(Point annotation records)

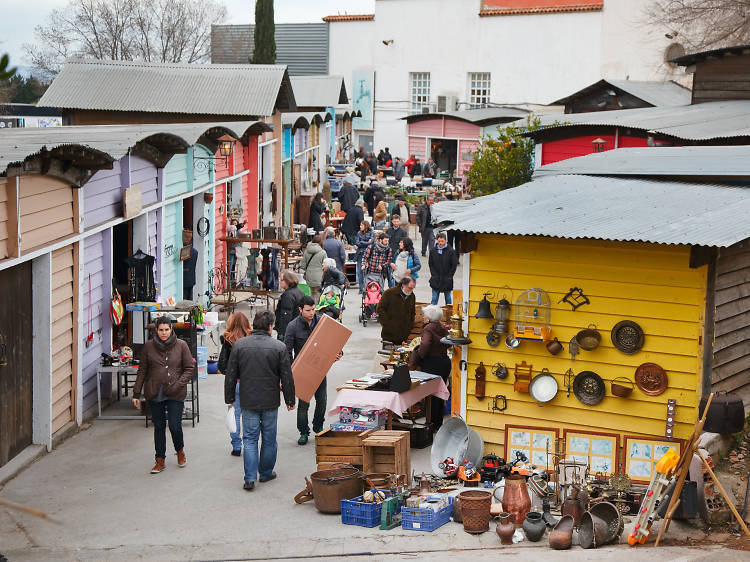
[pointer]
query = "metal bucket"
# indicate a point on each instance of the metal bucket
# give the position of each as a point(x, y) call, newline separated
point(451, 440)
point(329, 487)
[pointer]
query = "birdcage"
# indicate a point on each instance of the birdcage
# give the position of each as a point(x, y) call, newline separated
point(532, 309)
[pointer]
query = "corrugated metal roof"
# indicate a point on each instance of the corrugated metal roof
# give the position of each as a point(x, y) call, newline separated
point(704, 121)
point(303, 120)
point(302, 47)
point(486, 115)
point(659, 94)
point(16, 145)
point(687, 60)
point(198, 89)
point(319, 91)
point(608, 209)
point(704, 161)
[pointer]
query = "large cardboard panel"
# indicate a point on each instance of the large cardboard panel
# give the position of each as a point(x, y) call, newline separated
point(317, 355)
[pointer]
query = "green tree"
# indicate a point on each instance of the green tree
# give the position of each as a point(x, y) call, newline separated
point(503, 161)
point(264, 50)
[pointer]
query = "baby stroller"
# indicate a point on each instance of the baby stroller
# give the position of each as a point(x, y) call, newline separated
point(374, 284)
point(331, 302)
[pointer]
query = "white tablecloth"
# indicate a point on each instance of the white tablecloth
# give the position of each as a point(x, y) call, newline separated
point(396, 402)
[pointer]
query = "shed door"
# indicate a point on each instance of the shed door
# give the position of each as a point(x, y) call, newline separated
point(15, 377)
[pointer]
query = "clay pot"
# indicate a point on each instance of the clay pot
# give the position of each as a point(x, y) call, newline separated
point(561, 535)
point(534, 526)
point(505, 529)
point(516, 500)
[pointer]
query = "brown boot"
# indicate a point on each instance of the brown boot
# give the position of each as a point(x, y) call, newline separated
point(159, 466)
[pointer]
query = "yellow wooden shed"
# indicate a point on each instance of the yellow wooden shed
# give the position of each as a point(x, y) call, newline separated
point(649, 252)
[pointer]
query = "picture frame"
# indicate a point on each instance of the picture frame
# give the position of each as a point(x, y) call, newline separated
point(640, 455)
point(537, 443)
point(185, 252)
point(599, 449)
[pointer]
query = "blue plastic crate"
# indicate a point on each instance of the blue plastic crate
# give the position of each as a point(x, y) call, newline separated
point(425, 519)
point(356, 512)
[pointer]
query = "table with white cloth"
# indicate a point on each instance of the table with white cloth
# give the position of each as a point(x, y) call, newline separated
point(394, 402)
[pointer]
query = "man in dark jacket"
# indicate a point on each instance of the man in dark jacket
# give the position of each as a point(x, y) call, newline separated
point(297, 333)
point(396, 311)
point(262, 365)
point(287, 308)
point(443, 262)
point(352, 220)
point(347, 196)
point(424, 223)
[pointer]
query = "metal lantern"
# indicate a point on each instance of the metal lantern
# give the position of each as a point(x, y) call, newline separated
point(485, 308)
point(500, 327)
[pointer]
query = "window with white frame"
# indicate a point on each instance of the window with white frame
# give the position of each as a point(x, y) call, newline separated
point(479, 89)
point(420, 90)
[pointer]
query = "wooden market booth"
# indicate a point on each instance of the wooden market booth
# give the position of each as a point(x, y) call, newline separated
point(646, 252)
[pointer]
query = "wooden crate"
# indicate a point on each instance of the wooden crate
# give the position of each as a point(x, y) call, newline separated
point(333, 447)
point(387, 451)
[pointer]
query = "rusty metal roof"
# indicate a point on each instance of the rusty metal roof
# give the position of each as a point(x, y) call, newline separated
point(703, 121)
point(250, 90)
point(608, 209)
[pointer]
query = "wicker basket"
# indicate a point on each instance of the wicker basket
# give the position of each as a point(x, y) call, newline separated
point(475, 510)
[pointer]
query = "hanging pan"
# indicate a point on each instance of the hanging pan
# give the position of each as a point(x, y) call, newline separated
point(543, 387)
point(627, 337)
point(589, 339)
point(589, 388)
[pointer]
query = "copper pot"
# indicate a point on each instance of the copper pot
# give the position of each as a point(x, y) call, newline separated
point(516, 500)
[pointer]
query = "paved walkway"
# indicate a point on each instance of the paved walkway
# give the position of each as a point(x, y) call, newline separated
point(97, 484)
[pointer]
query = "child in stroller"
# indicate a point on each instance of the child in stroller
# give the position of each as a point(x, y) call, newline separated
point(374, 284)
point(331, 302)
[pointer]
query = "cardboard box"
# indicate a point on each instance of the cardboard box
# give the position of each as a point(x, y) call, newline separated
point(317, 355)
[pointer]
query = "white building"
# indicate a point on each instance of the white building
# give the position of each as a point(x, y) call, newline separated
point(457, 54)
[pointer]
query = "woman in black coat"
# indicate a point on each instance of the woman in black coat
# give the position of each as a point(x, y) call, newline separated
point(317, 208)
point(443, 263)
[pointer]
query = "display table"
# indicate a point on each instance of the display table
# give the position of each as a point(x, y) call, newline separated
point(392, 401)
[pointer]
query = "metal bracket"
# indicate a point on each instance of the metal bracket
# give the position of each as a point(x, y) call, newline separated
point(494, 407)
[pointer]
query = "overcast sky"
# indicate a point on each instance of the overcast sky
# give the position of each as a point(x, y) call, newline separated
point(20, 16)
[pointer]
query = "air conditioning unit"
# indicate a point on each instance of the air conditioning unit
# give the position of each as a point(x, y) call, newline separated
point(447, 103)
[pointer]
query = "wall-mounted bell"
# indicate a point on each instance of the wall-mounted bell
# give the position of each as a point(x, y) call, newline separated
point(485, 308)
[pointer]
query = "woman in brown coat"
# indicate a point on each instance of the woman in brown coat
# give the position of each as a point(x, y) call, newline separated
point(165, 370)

Problem statement –
Leave the pictures out, and print every line of the listing exactly as written.

Exercise result –
[pointer]
query = "metal bucket"
# indicate a point on each instance of the metal bucket
# give the position of each as a point(x, y) call, newline separated
point(451, 440)
point(329, 487)
[pointer]
query = "birdcage"
# indicate a point on each instance of the birdcage
# give the position of each as a point(x, y) call, newline separated
point(532, 309)
[pointer]
query = "corrugated metal roof"
# indicate a point on each instance of the corrugated metal roof
# give the position of each as a point(x, y) call, newline separated
point(704, 121)
point(303, 120)
point(302, 47)
point(486, 115)
point(659, 94)
point(16, 145)
point(687, 60)
point(198, 89)
point(319, 91)
point(608, 209)
point(704, 161)
[pointer]
query = "large cardboard panel"
# indicate a point on each instance of the large cardboard panel
# give the position of each as a point(x, y) call, newline separated
point(317, 355)
[pointer]
query = "green tree"
# indicate a point on each instance of the green tree
# give the position of each as a point(x, y) call, newline separated
point(503, 161)
point(264, 50)
[pointer]
query = "baby stroller"
# indicate a point on each instance of the baby stroller
# give the position of each as a point(x, y) call, newline separated
point(374, 284)
point(331, 302)
[pointer]
query = "white tablecloth"
# indicate a point on each instance of the white tablecloth
# give the position of each as a point(x, y) call, newline separated
point(396, 402)
[pointer]
query = "shed door"
# indicate a point on each instance of the shed door
# give the position of each as a point(x, y) call, newline separated
point(15, 377)
[pointer]
query = "clay pot"
# indicate a point on each instance of the clay pot
# give the position of each as a point(x, y) call, newline separated
point(561, 535)
point(534, 526)
point(505, 529)
point(516, 500)
[pointer]
query = "brown boot"
# indicate a point on each instance of the brown boot
# give the position of each as a point(x, y) call, newline separated
point(159, 466)
[pointer]
query = "yellow wooden shed"
# indicate a point on each instance of the yellow wooden shed
# give the position of each as a point(x, y) call, newline separated
point(649, 252)
[pointer]
query = "picture frame"
# indicate a point on each instance of the picture frame
# give the position of each as a point(x, y) call, newline separated
point(640, 455)
point(537, 443)
point(185, 252)
point(599, 449)
[pointer]
query = "blue plastic crate"
# indicate a point on each instance of the blue plastic crate
# give the position of each as a point(x, y) call, newline separated
point(425, 519)
point(356, 512)
[pointer]
query = "table with white cloth"
# indicate a point on each instance of the table with white cloth
# give the position of each as a point(x, y) call, newline separated
point(394, 402)
[pointer]
query = "man in dark jacket"
# indicate a point on each instance of the man in dark jacket
# give the position of each as a point(x, y) call, newline separated
point(297, 333)
point(396, 311)
point(262, 365)
point(287, 308)
point(443, 262)
point(352, 220)
point(347, 196)
point(424, 223)
[pointer]
query = "metal lantern"
# indicate a point on each instance of the metal lantern
# give the position of each as a point(x, y) call, newline separated
point(485, 308)
point(500, 327)
[pointer]
query = "window with white frame"
# indicate a point on each instance of the window with white frame
# give the position of each as a point(x, y) call, newline separated
point(479, 89)
point(420, 90)
[pointer]
query = "wooden market booth"
# indicate a point on each instance of the wooden market booth
# give the position of each as a point(x, y) call, newline separated
point(646, 252)
[pointer]
query = "wooden crate"
# indicate a point on each instance of the wooden crate
# give the position of each as a point(x, y) call, newline separated
point(333, 447)
point(387, 451)
[pointer]
query = "rusty metal roof"
# indicate a point on each instance of the rusty metal roof
# give the position of each as a point(x, y) call, newline separated
point(703, 121)
point(250, 90)
point(608, 209)
[pointer]
query = "wicker basket"
# indicate a point on each instance of the wicker basket
# give the position of each as a point(x, y) call, newline separated
point(475, 510)
[pointer]
query = "hanging pan"
# indicate a point on each instance of the hanging pan
# give the position of each as a point(x, y) call, newline separated
point(543, 387)
point(627, 337)
point(589, 339)
point(589, 388)
[pointer]
query = "copper pot"
# indicate a point on each instance of the copper pot
# give the position of each as a point(x, y) call, newline separated
point(516, 500)
[pointer]
query = "paved walkway"
# indicate a point on each instance of the paved walkway
# give the position of each as a point(x, y) call, newline separated
point(97, 484)
[pointer]
query = "child in stroller"
# indicate a point on each instance of the child in stroller
# give the position of each as a point(x, y) call, newline separated
point(374, 284)
point(331, 302)
[pointer]
query = "cardboard box"
# indicate a point on each instance of the cardboard box
# give the position of each as a point(x, y) call, newline separated
point(317, 355)
[pointer]
query = "white building"
# indicate a point on each instance of the white building
# give the position of each as a point(x, y) call, newline separated
point(457, 54)
[pointer]
query = "woman in black coat"
# indicate a point on each instance of the woman in black coat
# give the position of each as a point(x, y) call, newline separated
point(317, 208)
point(443, 263)
[pointer]
query = "display table"
# indicate a point on each instance of the display table
# give the position of each as a point(x, y) call, newline separated
point(392, 401)
[pointer]
query = "metal bracket"
# indicate a point on each instance of the metal bracket
# give the position of each as a point(x, y) call, newline separated
point(494, 407)
[pointer]
query = "overcast sky"
# indicate a point on each instance of the overcast sky
# give the position of each as a point(x, y) call, newline separated
point(20, 16)
[pointer]
query = "air conditioning unit"
# indicate a point on each instance of the air conditioning unit
# give the position of each as a point(x, y) call, newline separated
point(447, 103)
[pointer]
query = "wall-mounted bell"
# indicate a point on each instance of the wall-mounted bell
# give the position of each as a point(x, y) call, newline separated
point(485, 308)
[pointer]
query = "woman in brown coat"
# indicate a point on each instance of the woman in brown coat
# give the position of each as a point(x, y) call, newline separated
point(165, 370)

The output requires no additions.